Where in the data below does the word "sneaker" appear? Copy every line that has it.

DATA SHOWN>
--- START ---

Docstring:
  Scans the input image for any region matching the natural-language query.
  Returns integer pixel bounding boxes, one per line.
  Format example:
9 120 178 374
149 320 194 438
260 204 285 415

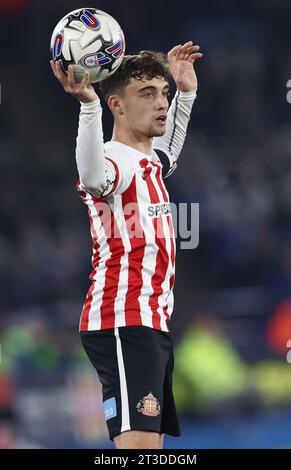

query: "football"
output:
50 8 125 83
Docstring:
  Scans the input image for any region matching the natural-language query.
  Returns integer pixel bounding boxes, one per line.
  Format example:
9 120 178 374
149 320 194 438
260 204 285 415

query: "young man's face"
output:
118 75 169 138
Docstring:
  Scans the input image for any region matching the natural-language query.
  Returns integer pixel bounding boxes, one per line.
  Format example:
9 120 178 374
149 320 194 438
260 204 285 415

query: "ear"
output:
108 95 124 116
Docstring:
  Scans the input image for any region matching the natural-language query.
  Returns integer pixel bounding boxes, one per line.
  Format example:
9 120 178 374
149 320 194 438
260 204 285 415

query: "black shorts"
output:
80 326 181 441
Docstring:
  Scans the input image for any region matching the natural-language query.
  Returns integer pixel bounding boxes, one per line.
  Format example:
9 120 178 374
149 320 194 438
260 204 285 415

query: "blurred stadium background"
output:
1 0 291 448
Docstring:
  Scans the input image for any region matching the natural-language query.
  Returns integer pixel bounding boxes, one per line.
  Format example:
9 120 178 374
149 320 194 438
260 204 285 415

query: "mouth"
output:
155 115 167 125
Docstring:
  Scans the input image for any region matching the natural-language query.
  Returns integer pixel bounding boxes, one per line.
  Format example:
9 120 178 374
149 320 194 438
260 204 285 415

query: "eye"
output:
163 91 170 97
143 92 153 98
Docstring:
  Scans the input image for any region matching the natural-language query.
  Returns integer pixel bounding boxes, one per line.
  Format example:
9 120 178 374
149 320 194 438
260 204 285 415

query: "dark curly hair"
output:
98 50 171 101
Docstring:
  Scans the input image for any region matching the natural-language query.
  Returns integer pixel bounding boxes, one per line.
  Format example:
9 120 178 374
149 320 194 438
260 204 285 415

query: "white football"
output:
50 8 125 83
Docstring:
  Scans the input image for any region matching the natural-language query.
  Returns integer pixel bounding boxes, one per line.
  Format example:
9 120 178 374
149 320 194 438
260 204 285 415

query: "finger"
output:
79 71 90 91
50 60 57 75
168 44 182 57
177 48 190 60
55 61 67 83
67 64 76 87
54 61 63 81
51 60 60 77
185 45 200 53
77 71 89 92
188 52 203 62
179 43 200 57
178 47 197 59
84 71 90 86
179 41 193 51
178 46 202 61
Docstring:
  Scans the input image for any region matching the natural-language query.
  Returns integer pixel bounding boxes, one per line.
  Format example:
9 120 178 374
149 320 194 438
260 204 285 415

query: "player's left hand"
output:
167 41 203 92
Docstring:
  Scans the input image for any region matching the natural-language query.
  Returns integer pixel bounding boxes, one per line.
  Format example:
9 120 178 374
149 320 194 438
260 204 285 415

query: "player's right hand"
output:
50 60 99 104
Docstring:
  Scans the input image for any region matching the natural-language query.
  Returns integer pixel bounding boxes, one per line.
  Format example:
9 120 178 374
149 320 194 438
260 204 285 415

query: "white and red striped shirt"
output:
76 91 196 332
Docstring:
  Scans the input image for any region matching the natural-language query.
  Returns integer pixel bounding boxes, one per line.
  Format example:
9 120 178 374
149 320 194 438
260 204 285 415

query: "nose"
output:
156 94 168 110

--- END ---
--- START ---

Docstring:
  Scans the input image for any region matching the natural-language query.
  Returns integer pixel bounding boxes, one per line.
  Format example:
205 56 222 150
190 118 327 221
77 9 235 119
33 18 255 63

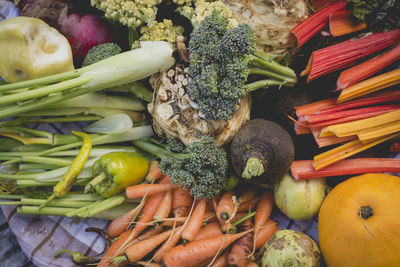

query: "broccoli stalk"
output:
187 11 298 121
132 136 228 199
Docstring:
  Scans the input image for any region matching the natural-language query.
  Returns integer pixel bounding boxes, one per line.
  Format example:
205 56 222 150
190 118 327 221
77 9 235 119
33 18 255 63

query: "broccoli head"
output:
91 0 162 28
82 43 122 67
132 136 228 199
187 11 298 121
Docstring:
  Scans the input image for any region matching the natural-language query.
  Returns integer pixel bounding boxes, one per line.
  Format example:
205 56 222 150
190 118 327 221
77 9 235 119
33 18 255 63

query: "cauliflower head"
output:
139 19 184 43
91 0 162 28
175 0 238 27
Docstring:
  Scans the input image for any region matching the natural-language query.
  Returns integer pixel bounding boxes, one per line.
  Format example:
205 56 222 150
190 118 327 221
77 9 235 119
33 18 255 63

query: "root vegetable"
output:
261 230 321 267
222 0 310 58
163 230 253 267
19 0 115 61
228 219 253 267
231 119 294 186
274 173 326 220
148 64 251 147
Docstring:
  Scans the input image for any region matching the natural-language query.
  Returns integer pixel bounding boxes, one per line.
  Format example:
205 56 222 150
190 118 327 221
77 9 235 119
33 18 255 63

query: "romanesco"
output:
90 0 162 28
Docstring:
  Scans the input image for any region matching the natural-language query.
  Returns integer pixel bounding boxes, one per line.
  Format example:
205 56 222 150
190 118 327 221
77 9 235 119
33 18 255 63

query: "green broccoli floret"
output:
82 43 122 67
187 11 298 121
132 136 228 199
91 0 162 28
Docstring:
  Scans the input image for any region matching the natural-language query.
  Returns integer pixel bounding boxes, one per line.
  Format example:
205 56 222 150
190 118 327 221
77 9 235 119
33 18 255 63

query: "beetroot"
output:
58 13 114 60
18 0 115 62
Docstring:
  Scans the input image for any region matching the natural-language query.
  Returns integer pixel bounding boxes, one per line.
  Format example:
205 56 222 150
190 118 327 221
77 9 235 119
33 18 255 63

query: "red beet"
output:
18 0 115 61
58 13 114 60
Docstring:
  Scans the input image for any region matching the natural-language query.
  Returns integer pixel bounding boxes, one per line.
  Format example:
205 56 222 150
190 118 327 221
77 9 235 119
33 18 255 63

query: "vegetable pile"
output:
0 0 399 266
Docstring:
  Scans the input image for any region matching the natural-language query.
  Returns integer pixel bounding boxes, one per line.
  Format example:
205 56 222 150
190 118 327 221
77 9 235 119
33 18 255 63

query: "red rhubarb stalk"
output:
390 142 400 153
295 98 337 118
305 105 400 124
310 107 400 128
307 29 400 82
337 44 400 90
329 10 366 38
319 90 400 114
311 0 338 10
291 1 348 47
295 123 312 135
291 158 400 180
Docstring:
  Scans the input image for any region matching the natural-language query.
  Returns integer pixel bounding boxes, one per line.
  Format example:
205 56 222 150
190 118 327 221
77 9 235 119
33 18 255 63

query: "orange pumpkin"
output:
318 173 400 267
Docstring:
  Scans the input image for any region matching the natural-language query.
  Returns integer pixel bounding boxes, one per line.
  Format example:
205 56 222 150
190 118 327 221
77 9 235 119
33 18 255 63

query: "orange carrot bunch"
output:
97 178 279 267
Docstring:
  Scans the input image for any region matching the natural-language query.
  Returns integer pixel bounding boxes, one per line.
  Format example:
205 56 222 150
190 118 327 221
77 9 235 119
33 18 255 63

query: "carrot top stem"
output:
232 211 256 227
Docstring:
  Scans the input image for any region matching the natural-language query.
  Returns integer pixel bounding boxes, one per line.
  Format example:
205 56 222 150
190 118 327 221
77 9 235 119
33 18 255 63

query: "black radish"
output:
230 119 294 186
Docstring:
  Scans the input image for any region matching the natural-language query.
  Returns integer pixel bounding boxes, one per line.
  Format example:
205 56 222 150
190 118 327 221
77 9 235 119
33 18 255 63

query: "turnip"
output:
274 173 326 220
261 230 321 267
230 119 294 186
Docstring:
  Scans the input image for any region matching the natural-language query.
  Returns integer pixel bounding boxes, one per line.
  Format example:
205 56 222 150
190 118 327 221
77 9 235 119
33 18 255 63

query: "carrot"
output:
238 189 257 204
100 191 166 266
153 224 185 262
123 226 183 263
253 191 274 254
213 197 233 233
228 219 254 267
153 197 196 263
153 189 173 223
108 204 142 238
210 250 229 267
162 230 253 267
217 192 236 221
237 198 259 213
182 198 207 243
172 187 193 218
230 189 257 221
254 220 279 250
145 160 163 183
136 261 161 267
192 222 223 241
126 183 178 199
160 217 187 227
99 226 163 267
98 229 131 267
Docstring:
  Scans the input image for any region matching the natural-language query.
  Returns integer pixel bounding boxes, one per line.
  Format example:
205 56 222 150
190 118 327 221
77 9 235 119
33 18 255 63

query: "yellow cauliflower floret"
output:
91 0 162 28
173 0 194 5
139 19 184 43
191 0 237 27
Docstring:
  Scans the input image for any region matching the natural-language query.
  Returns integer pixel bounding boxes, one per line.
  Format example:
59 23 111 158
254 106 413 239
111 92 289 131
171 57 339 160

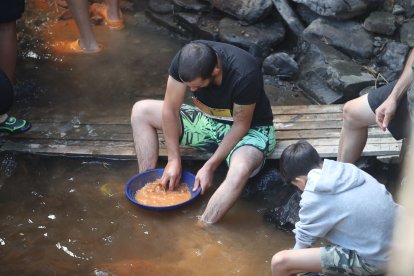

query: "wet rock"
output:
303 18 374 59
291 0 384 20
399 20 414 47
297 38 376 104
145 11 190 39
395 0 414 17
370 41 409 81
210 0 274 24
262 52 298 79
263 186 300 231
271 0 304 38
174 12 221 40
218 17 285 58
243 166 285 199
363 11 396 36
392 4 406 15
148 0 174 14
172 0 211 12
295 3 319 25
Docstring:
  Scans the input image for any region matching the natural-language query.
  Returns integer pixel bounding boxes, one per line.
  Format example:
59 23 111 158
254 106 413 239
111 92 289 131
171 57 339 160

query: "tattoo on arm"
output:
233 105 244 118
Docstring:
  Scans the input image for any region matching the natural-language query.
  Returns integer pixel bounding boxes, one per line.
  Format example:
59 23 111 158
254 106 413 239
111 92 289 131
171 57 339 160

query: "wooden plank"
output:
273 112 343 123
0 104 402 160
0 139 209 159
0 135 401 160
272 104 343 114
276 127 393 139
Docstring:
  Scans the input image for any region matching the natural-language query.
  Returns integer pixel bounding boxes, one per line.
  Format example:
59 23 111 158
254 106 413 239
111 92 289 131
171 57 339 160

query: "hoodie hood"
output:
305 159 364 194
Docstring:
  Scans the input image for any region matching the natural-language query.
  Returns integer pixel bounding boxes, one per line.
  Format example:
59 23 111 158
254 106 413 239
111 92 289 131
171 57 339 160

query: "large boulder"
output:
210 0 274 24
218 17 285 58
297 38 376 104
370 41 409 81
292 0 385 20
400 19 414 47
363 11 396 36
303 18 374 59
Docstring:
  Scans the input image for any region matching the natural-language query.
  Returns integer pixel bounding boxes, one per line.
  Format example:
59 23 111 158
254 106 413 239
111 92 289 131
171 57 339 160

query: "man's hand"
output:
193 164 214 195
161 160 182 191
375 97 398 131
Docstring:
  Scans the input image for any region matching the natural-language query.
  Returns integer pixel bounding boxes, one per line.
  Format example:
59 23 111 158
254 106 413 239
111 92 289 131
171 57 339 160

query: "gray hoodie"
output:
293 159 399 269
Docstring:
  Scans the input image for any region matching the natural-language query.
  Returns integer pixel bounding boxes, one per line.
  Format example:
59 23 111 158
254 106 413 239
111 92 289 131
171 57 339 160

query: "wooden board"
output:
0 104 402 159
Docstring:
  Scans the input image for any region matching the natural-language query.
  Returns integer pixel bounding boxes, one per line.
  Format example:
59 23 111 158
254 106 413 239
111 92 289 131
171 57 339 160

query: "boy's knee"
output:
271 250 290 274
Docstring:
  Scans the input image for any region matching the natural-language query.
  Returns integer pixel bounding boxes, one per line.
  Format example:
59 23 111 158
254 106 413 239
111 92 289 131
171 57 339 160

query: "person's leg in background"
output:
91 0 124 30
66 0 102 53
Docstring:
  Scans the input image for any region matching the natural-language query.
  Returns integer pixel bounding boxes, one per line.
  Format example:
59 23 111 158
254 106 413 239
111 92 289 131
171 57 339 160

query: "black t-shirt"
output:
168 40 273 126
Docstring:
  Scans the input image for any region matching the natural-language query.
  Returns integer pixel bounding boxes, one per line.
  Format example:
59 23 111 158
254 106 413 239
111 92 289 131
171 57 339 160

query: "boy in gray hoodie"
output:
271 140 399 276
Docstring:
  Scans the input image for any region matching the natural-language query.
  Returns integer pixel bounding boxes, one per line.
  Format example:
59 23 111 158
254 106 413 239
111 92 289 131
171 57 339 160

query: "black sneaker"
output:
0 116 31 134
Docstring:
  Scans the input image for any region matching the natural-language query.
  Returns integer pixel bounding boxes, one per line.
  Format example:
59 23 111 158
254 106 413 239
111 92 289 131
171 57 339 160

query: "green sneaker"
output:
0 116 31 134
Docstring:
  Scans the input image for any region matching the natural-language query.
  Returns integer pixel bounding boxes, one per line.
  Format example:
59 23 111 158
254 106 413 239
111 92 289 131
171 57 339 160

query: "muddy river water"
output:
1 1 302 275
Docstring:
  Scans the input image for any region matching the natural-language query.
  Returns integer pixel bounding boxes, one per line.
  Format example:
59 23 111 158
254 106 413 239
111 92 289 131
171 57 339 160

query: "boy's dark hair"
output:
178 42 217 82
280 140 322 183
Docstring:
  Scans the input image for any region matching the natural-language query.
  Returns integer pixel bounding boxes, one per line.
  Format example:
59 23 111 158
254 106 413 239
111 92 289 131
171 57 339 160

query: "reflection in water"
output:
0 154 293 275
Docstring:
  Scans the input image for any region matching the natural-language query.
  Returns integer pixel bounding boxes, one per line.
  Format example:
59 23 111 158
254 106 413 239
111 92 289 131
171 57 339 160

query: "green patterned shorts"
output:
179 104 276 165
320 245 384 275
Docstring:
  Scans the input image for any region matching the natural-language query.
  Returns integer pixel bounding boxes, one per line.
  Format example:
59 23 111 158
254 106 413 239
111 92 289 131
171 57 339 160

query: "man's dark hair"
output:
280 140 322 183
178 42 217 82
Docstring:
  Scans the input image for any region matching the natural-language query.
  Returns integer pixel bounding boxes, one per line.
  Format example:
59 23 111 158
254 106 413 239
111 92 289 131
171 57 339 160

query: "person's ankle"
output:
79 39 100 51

--- END ---
--- START ---

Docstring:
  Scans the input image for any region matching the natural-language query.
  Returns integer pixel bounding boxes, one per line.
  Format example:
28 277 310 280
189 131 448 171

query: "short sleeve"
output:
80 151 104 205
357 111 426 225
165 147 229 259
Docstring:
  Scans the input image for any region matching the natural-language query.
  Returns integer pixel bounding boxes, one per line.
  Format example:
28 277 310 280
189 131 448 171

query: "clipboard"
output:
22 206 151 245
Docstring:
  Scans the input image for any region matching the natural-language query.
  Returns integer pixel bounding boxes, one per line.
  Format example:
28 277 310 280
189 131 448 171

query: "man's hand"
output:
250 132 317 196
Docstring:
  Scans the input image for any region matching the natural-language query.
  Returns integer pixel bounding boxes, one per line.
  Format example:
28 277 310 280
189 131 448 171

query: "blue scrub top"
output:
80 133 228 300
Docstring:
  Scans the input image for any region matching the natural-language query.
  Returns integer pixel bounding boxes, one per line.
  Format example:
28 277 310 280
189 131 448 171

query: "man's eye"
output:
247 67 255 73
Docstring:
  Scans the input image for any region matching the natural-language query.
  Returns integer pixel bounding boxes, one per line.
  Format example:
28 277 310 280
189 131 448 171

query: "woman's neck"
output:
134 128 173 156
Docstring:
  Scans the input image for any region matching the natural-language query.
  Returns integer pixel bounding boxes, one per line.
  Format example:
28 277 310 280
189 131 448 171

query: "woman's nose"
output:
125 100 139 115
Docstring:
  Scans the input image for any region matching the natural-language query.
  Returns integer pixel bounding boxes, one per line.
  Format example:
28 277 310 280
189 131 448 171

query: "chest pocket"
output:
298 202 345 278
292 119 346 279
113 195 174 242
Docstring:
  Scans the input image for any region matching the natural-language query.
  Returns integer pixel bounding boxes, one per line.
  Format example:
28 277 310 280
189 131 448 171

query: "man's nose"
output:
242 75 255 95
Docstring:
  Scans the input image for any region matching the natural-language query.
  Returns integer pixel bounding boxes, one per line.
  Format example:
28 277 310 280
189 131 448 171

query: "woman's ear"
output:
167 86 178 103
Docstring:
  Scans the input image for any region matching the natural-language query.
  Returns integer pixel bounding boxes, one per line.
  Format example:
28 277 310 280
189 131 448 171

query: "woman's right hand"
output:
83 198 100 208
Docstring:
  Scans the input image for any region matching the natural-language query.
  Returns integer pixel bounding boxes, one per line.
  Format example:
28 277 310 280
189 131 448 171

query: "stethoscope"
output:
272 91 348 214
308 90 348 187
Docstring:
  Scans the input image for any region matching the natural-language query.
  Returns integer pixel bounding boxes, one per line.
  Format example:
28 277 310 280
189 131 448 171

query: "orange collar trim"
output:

--- END ---

WRITTEN ANSWER>
query: "black sneaker"
query: "green sneaker"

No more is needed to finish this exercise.